* What you should do
Count the lines in the entries below that include the word "chair". Give nothing but the number.

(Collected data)
BEGIN

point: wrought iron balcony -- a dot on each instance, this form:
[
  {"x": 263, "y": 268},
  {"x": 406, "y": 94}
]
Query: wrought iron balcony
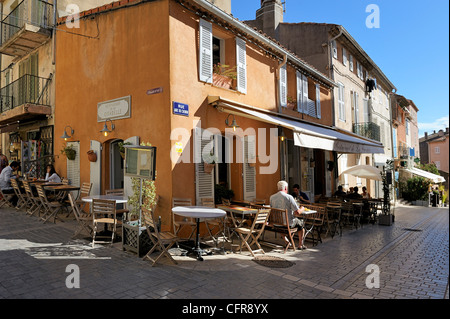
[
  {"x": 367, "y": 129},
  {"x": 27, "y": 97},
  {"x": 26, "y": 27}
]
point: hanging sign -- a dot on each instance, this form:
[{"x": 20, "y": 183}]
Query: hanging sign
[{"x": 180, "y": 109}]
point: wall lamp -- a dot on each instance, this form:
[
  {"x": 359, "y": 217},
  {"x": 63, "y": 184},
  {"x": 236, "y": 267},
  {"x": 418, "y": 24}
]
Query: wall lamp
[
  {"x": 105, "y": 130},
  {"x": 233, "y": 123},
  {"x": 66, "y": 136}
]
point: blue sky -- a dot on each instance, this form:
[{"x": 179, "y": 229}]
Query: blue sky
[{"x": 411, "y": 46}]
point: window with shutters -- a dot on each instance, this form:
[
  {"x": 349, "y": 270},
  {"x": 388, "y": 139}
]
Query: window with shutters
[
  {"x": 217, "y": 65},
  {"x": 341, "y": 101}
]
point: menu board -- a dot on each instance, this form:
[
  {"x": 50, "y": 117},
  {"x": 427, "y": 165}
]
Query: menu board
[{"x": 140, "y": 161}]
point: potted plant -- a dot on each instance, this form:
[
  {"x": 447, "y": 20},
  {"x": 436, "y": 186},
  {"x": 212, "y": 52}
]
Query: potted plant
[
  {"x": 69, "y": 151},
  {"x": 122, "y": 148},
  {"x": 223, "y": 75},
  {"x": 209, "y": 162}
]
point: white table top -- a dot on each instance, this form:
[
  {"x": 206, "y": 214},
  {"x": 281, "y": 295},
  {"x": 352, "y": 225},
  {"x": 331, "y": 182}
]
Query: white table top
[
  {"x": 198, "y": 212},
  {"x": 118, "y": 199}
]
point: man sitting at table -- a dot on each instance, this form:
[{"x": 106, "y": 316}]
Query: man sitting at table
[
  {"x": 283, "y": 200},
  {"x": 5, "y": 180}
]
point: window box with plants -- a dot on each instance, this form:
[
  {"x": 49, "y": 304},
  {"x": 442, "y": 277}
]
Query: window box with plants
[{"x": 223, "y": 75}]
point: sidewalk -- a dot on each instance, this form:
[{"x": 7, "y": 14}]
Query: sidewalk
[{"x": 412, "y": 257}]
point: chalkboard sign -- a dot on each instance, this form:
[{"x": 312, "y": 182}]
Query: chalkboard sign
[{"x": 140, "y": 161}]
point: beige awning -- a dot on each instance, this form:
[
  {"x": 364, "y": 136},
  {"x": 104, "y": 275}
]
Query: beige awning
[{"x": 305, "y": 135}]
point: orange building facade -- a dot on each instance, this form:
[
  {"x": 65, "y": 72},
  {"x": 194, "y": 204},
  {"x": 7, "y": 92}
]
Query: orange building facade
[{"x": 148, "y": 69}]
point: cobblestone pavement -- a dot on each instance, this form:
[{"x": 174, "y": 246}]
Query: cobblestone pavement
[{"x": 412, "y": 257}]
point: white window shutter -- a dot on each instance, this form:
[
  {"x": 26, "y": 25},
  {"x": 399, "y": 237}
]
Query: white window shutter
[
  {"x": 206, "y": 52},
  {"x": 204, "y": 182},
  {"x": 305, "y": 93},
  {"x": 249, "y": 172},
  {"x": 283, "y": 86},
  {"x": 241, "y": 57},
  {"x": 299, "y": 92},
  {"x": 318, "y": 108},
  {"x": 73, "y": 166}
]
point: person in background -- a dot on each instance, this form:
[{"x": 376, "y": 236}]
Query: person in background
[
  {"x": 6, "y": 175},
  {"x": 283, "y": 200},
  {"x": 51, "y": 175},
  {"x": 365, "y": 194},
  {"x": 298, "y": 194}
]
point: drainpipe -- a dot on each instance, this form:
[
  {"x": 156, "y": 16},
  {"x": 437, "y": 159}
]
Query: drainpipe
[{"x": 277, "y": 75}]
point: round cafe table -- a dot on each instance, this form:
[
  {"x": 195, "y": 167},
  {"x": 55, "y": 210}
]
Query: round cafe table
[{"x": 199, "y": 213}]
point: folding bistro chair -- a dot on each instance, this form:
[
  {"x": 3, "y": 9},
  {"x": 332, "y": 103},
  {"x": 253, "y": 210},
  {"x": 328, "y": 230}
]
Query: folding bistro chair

END

* Response area
2